DOCUMENT SECTION:
-- -- --

DUBAI,
December 31, 2005 (IslamOnline.net & News Agencies) – Declaring
he has resigned his post, Syrian vice-president Abdel Halim Khaddam
claimed that Syrian President Bashar Al-Assad threatened former
Lebanese premier Rafiq Hariri just months before his murder.
"I
will destroy anyone who tries to hinder our decisions," Assad
told Hariri during a meeting in Damascus, Khaddam told Dubai-based
television Al-Arabiya Friday, December 30, in an interview from Paris.
Khaddam
said the meeting took place a few months before the February 14
assassination of Hariri in a Beirut bomb blast for which a UN probe
has implicated Syrian intelligence.
The
Syrian intelligence services could not have carried out such an
operation without Assad being informed, he said, when asked if the
head of state could have been unaware.
"We
must await the results of the investigation, but no Syrian security
service could take such a decision unilaterally," he said.
Khaddam
also blamed Lebanese President Emile Lahoud and other Lebanese
officials for "inciting" Assad against Hariri, who was once
a staunch ally of Damascus but who backed a 2004 UN resolution that
called for foreign troops to quit Lebanon.

-- -- --

ENTRIES SHOWN:

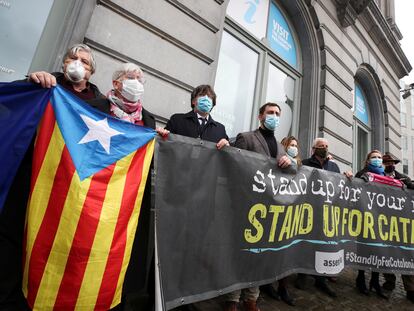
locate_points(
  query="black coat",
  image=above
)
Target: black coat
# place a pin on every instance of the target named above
(186, 124)
(327, 165)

-- -- --

SET PROBLEM 1:
Reproduce the full news report on Khaddam's claims about Assad and Hariri word for word.
SET PROBLEM 2:
Write out the entries again with each "black coat" replaced by "dark jacket" and everything else left unchanged. Omit the pictures.

CORRECT RESPONSE 1:
DUBAI,
December 31, 2005 (IslamOnline.net & News Agencies) – Declaring
he has resigned his post, Syrian vice-president Abdel Halim Khaddam
claimed that Syrian President Bashar Al-Assad threatened former
Lebanese premier Rafiq Hariri just months before his murder.
"I
will destroy anyone who tries to hinder our decisions," Assad
told Hariri during a meeting in Damascus, Khaddam told Dubai-based
television Al-Arabiya Friday, December 30, in an interview from Paris.
Khaddam
said the meeting took place a few months before the February 14
assassination of Hariri in a Beirut bomb blast for which a UN probe
has implicated Syrian intelligence.
The
Syrian intelligence services could not have carried out such an
operation without Assad being informed, he said, when asked if the
head of state could have been unaware.
"We
must await the results of the investigation, but no Syrian security
service could take such a decision unilaterally," he said.
Khaddam
also blamed Lebanese President Emile Lahoud and other Lebanese
officials for "inciting" Assad against Hariri, who was once
a staunch ally of Damascus but who backed a 2004 UN resolution that
called for foreign troops to quit Lebanon.

CORRECT RESPONSE 2:
locate_points(
  query="dark jacket",
  image=above
)
Target: dark jacket
# place a pin on every instance of the target named above
(186, 124)
(327, 165)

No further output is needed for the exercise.